» **PROVIDED TEXT**
::::
Incorrect. You CANNOT dial an overlay number IN SAN JOSE, CALIFORNIA,
without the leading 1 (effective October 1999).

In California, 10-digit dialing without the leading 1 is always and
absolutely forbidden. If you dial 1, you must dial an area code, and
conversely if you dial the area code, you must always dial 1 or 0
first. California does not use the "1+ means toll" rule at all.

> The big thing is this: How are you going to know which of the two area
> codes the phone you are *using* is in? If it's your own personal phone,
> maybe. But for any other phone you'd have to *look*.

> And a given switch may be handling exchanges in *both* area codes.
> Which makes the programming a real problem, because it'd have to use
> different dial decoding rules based *solely* on the line ID, which is
> based on the wire pair, *not* the assigned telephone number.

> For that matter, If I get a distinctive ring number added to my
> existing number, they could be in *different* area codes. So which one
> is "the" area code for the number?

All true.
::::
» **DATASET EXCERPT**
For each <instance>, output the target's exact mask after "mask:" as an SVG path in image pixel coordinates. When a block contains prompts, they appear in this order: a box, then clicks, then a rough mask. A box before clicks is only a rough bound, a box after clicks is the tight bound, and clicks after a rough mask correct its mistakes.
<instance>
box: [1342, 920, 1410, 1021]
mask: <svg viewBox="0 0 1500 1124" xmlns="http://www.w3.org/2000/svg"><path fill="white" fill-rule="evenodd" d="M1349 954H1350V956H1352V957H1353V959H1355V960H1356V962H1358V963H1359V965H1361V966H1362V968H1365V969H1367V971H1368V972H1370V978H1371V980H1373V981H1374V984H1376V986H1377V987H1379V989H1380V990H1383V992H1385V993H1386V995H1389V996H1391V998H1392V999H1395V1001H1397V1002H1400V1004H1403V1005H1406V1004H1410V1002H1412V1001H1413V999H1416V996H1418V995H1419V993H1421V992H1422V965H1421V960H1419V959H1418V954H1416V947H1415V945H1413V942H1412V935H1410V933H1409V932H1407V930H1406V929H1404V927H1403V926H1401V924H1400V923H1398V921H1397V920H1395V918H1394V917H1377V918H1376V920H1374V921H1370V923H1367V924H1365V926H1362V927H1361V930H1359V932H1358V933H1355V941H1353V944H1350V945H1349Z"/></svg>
::::
» **LIST OF TASKS**
• a. In the text on California dialing rules, when did the rule against dialing a San Jose overlay number without the leading 1 take effect?
• b. Continue the text on California dialing rules, starting right after its final sentence.

» **ANSWERS BY TASK**
• a. October 1999.

• b.
> There are also other issues involving reserved exchanges and adjacent
> area codes, but that gets a bit technical. Suffice it to say that once
> an overlay goes in, you are stuck with 10-digit dialing for local
> calls.

This is why California does not permit 10D dialing of any calls. For
example, the 408-925 prefix is local to some exchanges in the 925 area
code. Before the introduction of mandatory 1+10D in 408, you would
have a conflict between 925-xxxx and 925-nxx-xxxx.

> Also, in not that many years, even *non*-overlay areas may have to
> switch to 10-digit local dialing.

True, although right now the CPUC is reconsidering its overlays because
of consumer resistance to mandatory 1+10D.


** Do not send me unsolicited commercial e-mail spam of any kind **
Linc Madison * San Francisco, California * Telecom@LincMad-com
URL:< http://www.lincmad.com > * North American Area Codes & Splits
>> NOTE: as an anti-spam measure, replies are set to "postmaster";
>> however, replies sent to "Telecom" will be read sooner.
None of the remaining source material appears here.